• **Problem requirements**:
With no line omitted, restate the records below exactly as they appear.

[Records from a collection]
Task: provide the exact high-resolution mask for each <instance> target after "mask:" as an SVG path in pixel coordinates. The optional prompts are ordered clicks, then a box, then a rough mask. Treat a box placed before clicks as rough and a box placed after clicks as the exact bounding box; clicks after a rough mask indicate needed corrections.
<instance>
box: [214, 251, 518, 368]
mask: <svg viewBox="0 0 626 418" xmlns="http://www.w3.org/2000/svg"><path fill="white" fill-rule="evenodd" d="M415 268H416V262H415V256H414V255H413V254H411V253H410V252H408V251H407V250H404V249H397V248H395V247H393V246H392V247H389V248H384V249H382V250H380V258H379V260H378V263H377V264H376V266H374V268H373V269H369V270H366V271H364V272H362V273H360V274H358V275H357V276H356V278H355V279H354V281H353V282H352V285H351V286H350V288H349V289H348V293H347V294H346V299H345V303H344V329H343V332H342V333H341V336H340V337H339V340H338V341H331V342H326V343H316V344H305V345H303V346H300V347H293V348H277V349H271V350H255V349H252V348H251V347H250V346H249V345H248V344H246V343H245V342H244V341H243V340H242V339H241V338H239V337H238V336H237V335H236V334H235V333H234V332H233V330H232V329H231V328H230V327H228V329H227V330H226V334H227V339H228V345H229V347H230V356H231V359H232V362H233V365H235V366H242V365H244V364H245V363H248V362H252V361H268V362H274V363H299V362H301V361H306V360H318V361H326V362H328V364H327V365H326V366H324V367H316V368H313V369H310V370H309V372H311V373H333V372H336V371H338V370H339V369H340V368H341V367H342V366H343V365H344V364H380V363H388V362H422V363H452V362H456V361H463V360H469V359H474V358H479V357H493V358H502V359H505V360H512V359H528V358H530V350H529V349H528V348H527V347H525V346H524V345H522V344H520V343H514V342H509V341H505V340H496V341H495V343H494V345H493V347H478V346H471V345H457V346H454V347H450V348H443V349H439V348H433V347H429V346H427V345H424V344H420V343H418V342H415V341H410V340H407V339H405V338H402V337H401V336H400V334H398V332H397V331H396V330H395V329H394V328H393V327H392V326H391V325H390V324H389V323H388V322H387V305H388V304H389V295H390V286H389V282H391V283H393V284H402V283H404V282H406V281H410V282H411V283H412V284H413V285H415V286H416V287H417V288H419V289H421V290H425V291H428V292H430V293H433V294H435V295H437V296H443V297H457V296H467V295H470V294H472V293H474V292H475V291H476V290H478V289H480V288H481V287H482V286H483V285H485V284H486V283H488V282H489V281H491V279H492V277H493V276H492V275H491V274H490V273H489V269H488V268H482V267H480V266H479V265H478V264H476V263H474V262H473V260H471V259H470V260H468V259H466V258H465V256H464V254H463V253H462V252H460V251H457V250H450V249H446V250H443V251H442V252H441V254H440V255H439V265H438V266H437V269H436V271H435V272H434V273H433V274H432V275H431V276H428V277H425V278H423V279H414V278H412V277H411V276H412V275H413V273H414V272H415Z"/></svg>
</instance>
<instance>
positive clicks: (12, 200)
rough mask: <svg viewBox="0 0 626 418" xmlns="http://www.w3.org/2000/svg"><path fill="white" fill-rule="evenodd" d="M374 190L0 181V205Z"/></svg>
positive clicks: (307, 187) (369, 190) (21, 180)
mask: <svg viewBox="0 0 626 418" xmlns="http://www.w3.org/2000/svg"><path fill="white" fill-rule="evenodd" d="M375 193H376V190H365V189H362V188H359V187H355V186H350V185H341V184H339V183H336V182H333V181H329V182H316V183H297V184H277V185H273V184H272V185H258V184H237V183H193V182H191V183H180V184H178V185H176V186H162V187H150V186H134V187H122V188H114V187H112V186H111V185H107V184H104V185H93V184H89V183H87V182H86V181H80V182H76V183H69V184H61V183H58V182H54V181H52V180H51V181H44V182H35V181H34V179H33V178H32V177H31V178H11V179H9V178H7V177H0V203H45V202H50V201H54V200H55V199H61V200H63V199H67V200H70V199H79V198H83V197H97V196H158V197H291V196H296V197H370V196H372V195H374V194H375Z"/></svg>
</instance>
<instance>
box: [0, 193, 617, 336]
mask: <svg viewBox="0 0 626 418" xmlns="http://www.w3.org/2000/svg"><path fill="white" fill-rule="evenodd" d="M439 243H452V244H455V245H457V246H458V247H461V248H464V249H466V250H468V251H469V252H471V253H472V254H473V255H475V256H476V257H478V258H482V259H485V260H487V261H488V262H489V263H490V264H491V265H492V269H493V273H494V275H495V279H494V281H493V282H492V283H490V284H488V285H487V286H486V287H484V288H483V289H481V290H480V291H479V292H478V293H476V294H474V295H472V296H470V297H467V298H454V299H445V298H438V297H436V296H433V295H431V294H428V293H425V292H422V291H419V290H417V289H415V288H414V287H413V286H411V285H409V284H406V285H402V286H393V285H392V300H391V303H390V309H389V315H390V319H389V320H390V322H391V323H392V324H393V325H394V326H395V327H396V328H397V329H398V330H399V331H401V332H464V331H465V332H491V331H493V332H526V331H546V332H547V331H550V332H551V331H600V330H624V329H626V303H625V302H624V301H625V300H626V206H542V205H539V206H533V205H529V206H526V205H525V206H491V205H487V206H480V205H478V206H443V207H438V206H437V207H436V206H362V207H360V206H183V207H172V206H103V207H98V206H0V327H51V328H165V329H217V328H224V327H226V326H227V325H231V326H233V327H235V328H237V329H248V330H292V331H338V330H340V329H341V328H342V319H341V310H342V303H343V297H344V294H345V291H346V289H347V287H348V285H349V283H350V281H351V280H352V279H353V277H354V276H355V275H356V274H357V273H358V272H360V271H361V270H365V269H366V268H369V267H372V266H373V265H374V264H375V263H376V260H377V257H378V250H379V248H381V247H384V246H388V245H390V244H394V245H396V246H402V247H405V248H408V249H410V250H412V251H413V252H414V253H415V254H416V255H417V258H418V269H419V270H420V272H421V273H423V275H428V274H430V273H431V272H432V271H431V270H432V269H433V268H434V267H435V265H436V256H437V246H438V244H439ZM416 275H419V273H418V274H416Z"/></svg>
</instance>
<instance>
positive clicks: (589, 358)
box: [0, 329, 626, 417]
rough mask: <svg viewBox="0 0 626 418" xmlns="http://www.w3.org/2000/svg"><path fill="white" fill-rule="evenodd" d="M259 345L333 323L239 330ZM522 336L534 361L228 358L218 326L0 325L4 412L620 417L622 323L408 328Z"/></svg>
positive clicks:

• **Response to this task**:
Task: provide the exact high-resolution mask for each <instance> target after "mask:" as an SVG path in pixel coordinates. The optional prompts are ordered clicks, then a box, then a rough mask. Treat a box placed before clicks as rough and a box placed after clicks as the exact bounding box; clicks after a rough mask indicate needed corrections.
<instance>
box: [214, 251, 518, 368]
mask: <svg viewBox="0 0 626 418" xmlns="http://www.w3.org/2000/svg"><path fill="white" fill-rule="evenodd" d="M415 268H416V262H415V256H414V255H413V254H411V253H410V252H408V251H407V250H404V249H397V248H395V247H393V246H392V247H389V248H384V249H382V250H380V258H379V260H378V263H377V264H376V266H374V268H373V269H369V270H366V271H364V272H362V273H360V274H358V275H357V276H356V278H355V279H354V281H353V282H352V285H351V286H350V288H349V289H348V293H347V294H346V299H345V303H344V329H343V332H342V333H341V336H340V337H339V340H338V341H331V342H326V343H316V344H305V345H303V346H300V347H293V348H277V349H271V350H255V349H252V348H251V347H250V346H249V345H248V344H246V343H245V342H244V341H243V340H242V339H241V338H239V337H238V336H237V335H236V334H235V333H234V332H233V330H232V329H231V328H230V327H228V329H227V330H226V334H227V339H228V345H229V347H230V356H231V359H232V362H233V365H235V366H242V365H244V364H245V363H248V362H252V361H268V362H274V363H299V362H301V361H306V360H318V361H326V362H328V364H327V365H326V366H324V367H316V368H313V369H310V370H309V372H311V373H333V372H336V371H338V370H339V369H340V368H341V367H342V366H343V365H344V364H380V363H388V362H422V363H452V362H456V361H463V360H469V359H474V358H479V357H493V358H502V359H505V360H512V359H528V358H530V350H529V349H528V348H527V347H525V346H524V345H522V344H520V343H514V342H509V341H505V340H496V341H495V343H494V345H493V347H478V346H471V345H457V346H454V347H450V348H443V349H439V348H433V347H429V346H427V345H424V344H420V343H418V342H415V341H410V340H407V339H405V338H402V337H401V336H400V334H398V332H397V331H396V330H395V329H394V328H393V327H392V326H391V325H390V324H389V323H388V322H387V305H388V304H389V295H390V286H389V282H391V283H393V284H402V283H404V282H406V281H410V282H411V283H412V284H413V285H415V286H416V287H417V288H419V289H421V290H425V291H428V292H430V293H433V294H435V295H437V296H443V297H457V296H467V295H470V294H472V293H474V292H475V291H476V290H478V289H480V288H481V287H482V286H483V285H485V284H486V283H488V282H489V281H491V279H492V277H493V276H492V275H491V274H490V273H489V269H488V268H482V267H480V266H479V265H478V264H476V263H474V262H473V260H471V259H470V260H468V259H466V258H465V256H464V254H463V253H462V252H460V251H457V250H450V249H446V250H443V251H442V252H441V254H440V255H439V265H438V266H437V269H436V271H435V272H434V273H433V274H432V275H431V276H428V277H425V278H423V279H414V278H412V277H411V276H412V275H413V273H414V272H415Z"/></svg>
</instance>
<instance>
positive clicks: (12, 200)
rough mask: <svg viewBox="0 0 626 418" xmlns="http://www.w3.org/2000/svg"><path fill="white" fill-rule="evenodd" d="M374 190L0 181V205Z"/></svg>
positive clicks: (307, 187) (369, 190) (21, 180)
mask: <svg viewBox="0 0 626 418" xmlns="http://www.w3.org/2000/svg"><path fill="white" fill-rule="evenodd" d="M375 193H376V190H365V189H362V188H359V187H355V186H350V185H341V184H339V183H336V182H333V181H329V182H316V183H297V184H277V185H273V184H272V185H258V184H237V183H193V182H191V183H180V184H178V185H176V186H162V187H150V186H134V187H122V188H114V187H112V186H111V185H107V184H104V185H93V184H89V183H87V182H86V181H80V182H76V183H69V184H61V183H58V182H54V181H52V180H51V181H44V182H35V181H34V179H33V178H32V177H31V178H11V179H9V178H7V177H0V203H45V202H50V201H54V200H55V199H61V200H63V199H67V200H70V199H79V198H83V197H97V196H158V197H291V196H296V197H370V196H372V195H374V194H375Z"/></svg>
</instance>
<instance>
box: [0, 193, 617, 336]
mask: <svg viewBox="0 0 626 418" xmlns="http://www.w3.org/2000/svg"><path fill="white" fill-rule="evenodd" d="M439 243H452V244H455V245H457V246H458V247H461V248H464V249H466V250H468V251H469V252H471V253H472V254H473V255H475V256H476V257H478V258H482V259H485V260H487V261H488V262H489V263H490V264H491V265H492V269H493V273H494V275H495V279H494V281H493V282H492V283H490V284H488V285H487V286H486V287H484V288H483V289H481V290H480V291H479V292H478V293H476V294H474V295H472V296H470V297H467V298H454V299H445V298H438V297H436V296H433V295H431V294H428V293H425V292H422V291H419V290H417V289H415V288H414V287H413V286H411V285H409V284H406V285H402V286H393V285H392V300H391V303H390V309H389V315H390V319H389V320H390V322H391V323H392V324H393V325H394V326H395V327H396V328H397V329H398V330H399V331H401V332H464V331H465V332H491V331H493V332H526V331H546V332H547V331H550V332H551V331H600V330H624V329H626V303H625V302H624V301H625V300H626V206H542V205H539V206H533V205H529V206H526V205H525V206H491V205H487V206H480V205H478V206H443V207H438V206H437V207H436V206H362V207H360V206H183V207H172V206H103V207H98V206H0V327H51V328H165V329H217V328H224V327H226V326H227V325H231V326H233V327H235V328H237V329H248V330H292V331H338V330H340V329H341V328H342V319H341V310H342V303H343V297H344V294H345V291H346V289H347V287H348V285H349V283H350V281H351V280H352V279H353V277H354V276H355V275H356V274H357V273H358V272H360V271H361V270H365V269H366V268H369V267H372V266H373V265H374V264H375V263H376V260H377V257H378V250H379V248H381V247H384V246H388V245H390V244H394V245H396V246H402V247H405V248H408V249H410V250H412V251H413V252H414V253H415V254H416V255H417V258H418V269H419V270H420V272H421V273H423V275H428V274H430V273H431V272H432V271H431V270H432V269H433V268H434V267H435V265H436V256H437V246H438V244H439ZM416 275H419V273H418V274H416Z"/></svg>
</instance>
<instance>
positive clicks: (589, 358)
box: [0, 329, 626, 417]
rough mask: <svg viewBox="0 0 626 418" xmlns="http://www.w3.org/2000/svg"><path fill="white" fill-rule="evenodd" d="M259 345L333 323L239 330ZM522 336L534 361L228 358L218 326L0 325L4 412L620 417L622 323L408 328Z"/></svg>
positive clicks:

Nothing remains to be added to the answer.